(Short problem): Count the lines below that contain the word "green" and give only that number.

(Dataset rows):
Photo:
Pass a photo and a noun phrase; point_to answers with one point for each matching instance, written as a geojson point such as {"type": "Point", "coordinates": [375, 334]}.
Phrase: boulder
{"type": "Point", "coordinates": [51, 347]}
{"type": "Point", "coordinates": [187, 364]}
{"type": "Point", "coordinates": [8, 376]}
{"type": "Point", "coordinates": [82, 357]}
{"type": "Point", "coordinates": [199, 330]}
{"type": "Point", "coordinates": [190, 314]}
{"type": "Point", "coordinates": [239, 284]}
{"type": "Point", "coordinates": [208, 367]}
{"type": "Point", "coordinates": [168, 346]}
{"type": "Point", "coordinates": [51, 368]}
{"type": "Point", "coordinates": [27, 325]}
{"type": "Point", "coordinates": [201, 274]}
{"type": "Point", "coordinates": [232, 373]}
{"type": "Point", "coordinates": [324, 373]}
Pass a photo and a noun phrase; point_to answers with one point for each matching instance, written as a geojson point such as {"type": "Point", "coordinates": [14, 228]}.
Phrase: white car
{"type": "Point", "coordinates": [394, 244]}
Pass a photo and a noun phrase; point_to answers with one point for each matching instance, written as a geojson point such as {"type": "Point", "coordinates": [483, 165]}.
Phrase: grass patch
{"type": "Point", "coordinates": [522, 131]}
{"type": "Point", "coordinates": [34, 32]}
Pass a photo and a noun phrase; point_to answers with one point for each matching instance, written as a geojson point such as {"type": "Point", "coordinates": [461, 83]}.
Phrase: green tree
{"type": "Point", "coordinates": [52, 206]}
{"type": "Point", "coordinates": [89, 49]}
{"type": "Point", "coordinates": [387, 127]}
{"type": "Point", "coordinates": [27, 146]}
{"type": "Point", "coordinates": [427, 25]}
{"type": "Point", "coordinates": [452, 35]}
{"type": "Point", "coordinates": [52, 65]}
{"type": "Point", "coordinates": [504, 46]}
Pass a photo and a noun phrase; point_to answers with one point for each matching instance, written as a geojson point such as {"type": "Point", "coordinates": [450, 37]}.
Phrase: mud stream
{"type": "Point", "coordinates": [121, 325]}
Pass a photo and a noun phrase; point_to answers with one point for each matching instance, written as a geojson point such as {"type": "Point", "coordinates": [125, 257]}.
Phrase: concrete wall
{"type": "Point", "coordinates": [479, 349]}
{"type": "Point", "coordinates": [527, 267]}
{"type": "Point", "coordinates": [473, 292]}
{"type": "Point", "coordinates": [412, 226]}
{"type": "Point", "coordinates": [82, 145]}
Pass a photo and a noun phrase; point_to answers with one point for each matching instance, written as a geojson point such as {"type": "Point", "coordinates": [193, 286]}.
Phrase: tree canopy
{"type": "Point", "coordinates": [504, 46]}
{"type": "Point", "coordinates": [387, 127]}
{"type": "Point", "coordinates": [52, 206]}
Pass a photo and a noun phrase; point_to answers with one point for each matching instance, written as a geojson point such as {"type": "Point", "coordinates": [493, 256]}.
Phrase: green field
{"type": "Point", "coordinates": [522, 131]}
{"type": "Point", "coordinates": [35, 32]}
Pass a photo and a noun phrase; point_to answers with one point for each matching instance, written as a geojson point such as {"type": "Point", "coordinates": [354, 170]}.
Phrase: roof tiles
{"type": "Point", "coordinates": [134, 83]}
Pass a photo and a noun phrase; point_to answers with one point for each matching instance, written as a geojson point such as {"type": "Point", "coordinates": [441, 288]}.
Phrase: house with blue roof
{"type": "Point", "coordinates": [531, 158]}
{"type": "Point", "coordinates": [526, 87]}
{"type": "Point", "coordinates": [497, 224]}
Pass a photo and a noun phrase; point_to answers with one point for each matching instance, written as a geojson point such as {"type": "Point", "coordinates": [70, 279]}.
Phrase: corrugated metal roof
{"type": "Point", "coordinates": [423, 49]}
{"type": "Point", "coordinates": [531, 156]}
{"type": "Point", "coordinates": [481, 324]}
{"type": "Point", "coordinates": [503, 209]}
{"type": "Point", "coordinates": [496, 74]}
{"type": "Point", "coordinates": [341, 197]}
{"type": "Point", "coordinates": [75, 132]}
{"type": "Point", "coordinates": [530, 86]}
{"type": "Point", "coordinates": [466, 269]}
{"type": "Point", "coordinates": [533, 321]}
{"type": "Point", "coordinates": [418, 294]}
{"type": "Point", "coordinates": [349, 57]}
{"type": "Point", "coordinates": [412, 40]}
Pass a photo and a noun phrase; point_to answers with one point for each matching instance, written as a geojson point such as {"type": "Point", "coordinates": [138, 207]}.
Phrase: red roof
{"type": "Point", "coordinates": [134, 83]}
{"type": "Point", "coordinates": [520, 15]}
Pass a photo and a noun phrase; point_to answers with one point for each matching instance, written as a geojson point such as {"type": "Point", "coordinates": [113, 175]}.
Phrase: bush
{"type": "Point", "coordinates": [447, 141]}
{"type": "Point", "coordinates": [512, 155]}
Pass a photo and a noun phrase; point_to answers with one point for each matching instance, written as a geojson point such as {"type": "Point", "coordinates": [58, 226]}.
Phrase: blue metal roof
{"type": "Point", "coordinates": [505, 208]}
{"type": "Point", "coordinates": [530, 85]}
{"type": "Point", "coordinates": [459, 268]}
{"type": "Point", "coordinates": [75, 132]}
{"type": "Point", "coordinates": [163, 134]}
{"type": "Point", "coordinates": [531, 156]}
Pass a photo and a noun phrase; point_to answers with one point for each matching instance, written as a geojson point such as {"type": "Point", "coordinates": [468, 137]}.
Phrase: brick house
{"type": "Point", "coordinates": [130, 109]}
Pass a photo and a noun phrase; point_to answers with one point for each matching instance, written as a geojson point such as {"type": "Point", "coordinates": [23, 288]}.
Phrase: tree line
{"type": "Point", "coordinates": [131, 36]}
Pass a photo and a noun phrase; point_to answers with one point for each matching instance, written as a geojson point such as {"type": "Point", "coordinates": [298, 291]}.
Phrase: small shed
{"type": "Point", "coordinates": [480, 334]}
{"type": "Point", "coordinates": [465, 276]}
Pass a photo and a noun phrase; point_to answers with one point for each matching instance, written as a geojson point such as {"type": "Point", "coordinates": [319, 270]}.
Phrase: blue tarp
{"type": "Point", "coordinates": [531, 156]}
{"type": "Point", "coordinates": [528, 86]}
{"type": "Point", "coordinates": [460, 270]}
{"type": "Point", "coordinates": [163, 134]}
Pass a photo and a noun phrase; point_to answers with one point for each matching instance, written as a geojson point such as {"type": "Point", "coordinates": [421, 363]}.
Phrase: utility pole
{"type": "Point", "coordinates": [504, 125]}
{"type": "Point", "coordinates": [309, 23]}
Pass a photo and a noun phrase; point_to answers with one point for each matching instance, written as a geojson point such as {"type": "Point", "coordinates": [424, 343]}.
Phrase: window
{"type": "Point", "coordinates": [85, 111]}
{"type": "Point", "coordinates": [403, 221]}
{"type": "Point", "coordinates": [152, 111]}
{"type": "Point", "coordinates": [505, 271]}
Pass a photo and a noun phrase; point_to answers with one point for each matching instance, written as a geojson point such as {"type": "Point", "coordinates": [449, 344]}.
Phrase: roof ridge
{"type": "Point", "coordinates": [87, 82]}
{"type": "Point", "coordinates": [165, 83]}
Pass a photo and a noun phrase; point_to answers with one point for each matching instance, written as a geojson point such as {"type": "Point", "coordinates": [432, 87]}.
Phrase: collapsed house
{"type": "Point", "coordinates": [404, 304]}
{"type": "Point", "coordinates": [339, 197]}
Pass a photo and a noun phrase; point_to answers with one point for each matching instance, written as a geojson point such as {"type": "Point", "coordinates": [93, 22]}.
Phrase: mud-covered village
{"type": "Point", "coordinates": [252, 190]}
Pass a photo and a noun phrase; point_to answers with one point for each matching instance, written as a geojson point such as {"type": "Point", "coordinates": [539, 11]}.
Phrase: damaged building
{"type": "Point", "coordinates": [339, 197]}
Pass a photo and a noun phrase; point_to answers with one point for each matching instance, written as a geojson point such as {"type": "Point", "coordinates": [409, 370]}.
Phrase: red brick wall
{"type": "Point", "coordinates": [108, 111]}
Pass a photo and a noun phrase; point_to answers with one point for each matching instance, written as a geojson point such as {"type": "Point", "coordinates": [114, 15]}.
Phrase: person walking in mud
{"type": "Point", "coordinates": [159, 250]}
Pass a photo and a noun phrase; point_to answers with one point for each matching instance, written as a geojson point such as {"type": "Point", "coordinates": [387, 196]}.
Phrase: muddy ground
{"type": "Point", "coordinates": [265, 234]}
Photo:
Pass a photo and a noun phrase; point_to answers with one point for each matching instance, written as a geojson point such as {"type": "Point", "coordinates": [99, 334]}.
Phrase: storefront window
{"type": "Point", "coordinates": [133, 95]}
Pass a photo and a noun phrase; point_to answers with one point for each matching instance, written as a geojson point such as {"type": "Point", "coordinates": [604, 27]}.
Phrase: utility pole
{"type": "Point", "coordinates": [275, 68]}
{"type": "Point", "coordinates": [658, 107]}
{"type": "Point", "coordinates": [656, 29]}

(Output for this exercise): 2